### TASKS AND EXERCISES
- 1) Can you rewrite everything in the forum thread on the buckskin filly from "Not familiar with" down to "a quick learner.", replacing "Jet" with "Dash"?
- 2) What would come next in the forum thread on the buckskin filly, picking up right after its final line?

### EXTRACT
(begin)

# Confirmation on QH Yearling Filly Please :)



## LadyChevalier (Apr 19, 2013)

Ok so there is this filly for sale locally near me and ever since I saw her pictures... It just clicked and I fell in love. She is very pretty, calm and level headed, well mannered, wont grow up to be a super tall horse (15hh max) and I love her features and to top it off she is a beautiful shade of buttermilk buckskin. She is a yearling and reining bred from what the ad says- though I am not really familiar with QH bloodlines. I just cant get her out of my head- I am thinking of taking the short trip up to see her and meet her cuz that is the only way I can tell my self if I potentially want to buy her and make her my next training project. I'm no stranger to starting colts- in fact I love building up that relationship with young horses and getting them started off in their riding career (mostly just leisure trail horses to beginner level showing) I was wondering if I could get some opinions on her confirmation- if there is something that my star-crossed mind has over looked.  

Thank you in advance! And here are her pictures!


----------



## tempest (Jan 26, 2009)

I'm not a conformation guru, sorry. But my first thought when I saw her picture was "Wow!". I'd go look at her. She looks like she needs her hooves done. That's the only thing that majorly sticks out to me. Butt high, but she is a yearling, so...I can't say too much there.


----------



## sarahfromsc (Sep 22, 2013)

I am not well versed in confo....I know what I like but can't explain why I do. Anyway I think her legs look very..... delicate. I can see why she caught your eye though.


----------



## Peppy Barrel Racing (Aug 16, 2011)

She's gorgeous I'd definitely go see her in a heartbeat she looks pretty well balanced. Though I'm not experienced enough to truly critique her. Though she is finer boned then I prefer. What's her breeding out of curiosity?
_Posted via Mobile Device_


----------



## LadyChevalier (Apr 19, 2013)

This is her pedigree-
Dakotas Sugar Belle Quarter Horse

Thank you all for the comments. I agree that she is finer boned than most but maybe with time her bone structure will grow- though she will always be on the finer side. Her toes do look like they need a trim though these are a few months old for pictures (except the one where she is outside) and maybe why she looks slightly toed out. And I agree that she looks fairly well balanced, not perfect but looks good to me. I just absolutely love this filly. I think I am going to contact the owners again and set up some time to meet her. Like I said, I need to actually meet the horse first and see if we will click. Like I clicked with just seeing her picture.


----------



## Peppy Barrel Racing (Aug 16, 2011)

Not familiar with her sire side by her dam side is nice cutting bred horses my colt Jet is Peppy San Badger bred. He's very athletic and easy going and a quick learner.
_Posted via Mobile Device_


----------



## JCnGrace (Apr 28, 2013)

Definitely worth going to look at.


----------



## Tryst (Feb 8, 2012)

She is cute and has a nice shoulder. I wish she had more bone (a lot more) and shorter pasterns, as she looks like she is going to have quite a stocky body and I would be concerned about long term soundness.


----------



## SorrelHorse (Apr 9, 2009)

She looks like she toes out in the front. But the picture of her in the mud she looks straight. Just something to keep in mind...


----------



## paintluver (Apr 5, 2007)

(end)

### LISTING
(begin)

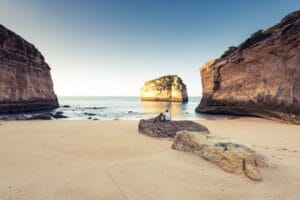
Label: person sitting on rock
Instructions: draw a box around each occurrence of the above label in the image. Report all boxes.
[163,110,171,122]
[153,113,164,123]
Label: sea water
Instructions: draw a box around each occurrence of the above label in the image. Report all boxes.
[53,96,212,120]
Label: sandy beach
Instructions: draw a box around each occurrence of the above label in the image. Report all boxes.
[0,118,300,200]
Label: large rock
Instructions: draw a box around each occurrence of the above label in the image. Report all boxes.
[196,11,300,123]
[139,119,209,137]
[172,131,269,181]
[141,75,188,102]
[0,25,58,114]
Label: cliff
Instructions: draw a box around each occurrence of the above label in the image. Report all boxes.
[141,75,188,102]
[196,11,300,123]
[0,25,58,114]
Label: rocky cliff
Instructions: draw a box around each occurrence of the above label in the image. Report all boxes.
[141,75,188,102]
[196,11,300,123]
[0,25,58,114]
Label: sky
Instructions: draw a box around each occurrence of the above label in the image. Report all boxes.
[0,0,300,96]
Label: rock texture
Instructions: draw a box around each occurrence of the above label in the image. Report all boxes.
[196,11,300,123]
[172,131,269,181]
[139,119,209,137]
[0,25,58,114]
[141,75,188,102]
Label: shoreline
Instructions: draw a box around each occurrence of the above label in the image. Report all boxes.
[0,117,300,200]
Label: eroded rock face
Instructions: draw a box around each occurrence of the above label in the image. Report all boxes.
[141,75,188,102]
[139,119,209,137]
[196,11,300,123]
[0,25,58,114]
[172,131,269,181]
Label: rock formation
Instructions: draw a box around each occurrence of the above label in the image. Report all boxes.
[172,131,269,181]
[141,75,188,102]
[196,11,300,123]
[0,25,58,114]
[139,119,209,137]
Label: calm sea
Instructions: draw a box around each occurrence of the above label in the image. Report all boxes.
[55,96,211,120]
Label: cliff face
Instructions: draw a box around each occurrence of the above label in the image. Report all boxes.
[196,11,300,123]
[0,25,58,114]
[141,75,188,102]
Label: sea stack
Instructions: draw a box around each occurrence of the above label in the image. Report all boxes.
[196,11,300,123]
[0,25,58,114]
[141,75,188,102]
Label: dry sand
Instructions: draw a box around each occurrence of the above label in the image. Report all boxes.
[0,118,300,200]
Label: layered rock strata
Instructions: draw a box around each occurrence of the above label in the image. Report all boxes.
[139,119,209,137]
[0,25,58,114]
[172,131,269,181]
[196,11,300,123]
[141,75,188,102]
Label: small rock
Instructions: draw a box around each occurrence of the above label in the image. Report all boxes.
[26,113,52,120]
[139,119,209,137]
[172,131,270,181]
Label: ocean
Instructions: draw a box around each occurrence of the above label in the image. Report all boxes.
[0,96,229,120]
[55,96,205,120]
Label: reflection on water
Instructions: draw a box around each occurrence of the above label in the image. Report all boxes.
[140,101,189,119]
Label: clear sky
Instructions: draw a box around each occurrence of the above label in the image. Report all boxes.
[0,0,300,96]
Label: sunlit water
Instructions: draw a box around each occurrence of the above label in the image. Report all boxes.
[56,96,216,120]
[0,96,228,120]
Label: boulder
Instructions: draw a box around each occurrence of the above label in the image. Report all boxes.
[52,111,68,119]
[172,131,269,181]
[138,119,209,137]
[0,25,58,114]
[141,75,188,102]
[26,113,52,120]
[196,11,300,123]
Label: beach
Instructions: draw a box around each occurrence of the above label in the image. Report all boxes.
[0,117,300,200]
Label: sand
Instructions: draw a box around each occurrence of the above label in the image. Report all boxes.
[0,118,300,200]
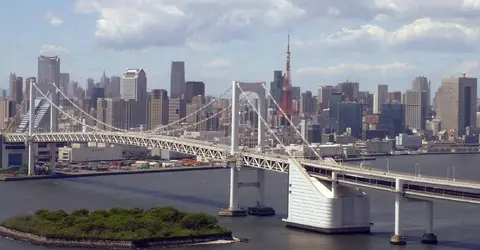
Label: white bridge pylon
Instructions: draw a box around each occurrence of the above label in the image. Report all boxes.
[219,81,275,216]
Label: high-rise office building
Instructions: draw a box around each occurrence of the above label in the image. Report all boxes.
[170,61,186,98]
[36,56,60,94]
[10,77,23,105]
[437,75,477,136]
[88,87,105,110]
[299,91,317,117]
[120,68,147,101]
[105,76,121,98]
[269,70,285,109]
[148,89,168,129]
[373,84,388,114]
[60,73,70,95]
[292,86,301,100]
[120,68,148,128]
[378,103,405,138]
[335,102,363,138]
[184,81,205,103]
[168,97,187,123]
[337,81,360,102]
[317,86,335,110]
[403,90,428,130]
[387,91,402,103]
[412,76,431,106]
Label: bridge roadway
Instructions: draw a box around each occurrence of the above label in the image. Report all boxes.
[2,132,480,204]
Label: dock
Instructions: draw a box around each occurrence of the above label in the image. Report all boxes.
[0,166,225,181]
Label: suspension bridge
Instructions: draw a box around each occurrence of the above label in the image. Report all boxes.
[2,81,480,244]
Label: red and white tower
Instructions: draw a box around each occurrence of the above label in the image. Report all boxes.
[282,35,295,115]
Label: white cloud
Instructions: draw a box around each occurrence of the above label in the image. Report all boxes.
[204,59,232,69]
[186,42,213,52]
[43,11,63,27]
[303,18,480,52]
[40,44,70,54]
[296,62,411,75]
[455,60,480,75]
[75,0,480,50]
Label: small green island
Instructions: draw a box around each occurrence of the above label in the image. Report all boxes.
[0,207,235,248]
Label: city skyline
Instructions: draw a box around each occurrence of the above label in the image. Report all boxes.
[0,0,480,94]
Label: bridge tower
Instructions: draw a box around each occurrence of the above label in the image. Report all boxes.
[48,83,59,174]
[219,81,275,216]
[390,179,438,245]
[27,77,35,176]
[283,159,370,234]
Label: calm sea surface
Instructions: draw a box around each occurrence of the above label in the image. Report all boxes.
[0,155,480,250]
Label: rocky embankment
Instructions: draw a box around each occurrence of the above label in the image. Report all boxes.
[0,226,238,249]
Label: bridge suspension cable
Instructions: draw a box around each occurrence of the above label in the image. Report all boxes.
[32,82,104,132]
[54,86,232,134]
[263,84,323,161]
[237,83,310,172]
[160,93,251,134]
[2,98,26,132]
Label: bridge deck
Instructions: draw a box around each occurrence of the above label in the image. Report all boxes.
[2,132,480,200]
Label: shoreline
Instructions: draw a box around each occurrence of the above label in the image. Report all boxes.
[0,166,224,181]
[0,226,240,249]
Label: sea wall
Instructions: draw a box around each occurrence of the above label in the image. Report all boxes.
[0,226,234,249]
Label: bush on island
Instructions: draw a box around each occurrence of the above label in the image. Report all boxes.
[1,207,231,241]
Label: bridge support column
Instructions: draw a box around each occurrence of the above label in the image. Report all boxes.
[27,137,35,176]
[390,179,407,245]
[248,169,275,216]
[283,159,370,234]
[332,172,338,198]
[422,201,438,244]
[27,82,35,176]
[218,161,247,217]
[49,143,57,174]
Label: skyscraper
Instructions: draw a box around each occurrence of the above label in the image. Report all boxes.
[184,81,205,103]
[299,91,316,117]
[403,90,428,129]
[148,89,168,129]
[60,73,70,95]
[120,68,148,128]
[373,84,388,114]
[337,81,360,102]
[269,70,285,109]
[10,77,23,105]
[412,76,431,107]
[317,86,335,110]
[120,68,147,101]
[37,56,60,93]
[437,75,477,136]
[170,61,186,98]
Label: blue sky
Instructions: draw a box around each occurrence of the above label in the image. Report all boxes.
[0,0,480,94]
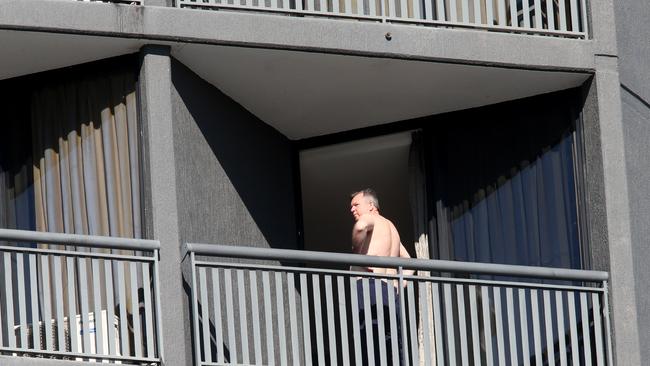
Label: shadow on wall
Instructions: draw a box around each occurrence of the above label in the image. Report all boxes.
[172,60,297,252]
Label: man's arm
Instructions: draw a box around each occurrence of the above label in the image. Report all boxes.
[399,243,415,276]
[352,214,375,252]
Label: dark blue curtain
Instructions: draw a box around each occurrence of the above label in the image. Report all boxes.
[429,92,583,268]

(end)

### ANSWERS FOR THE TASKS
- 1)
Not familiar with her sire side by her dam side is nice cutting bred horses my colt Dash is Peppy San Badger bred. He's very athletic and easy going and a quick learner.

- 2)
I have been seeing her on my facebook account! I would go look at her!(I know I would if I could afford another one!)


----------



## LadyChevalier (Apr 19, 2013)

I am going to go see her, I've set up an appointment next week. I'm pretty excited! She has been on my mind for the past month or so and I keep thinking about her lol 

Tryst and SorrelHorse: Thank you for your input. I will keep what you've pointed out in mind and look carefully at her leg/bone structure. The pictures are not the best for confirmation as she should have been set up a tad bit better but hey shes a baby.  Besides I will be able to see everything better when I meet her in person.


----------



## Dreamcatcher Arabians (Nov 14, 2010)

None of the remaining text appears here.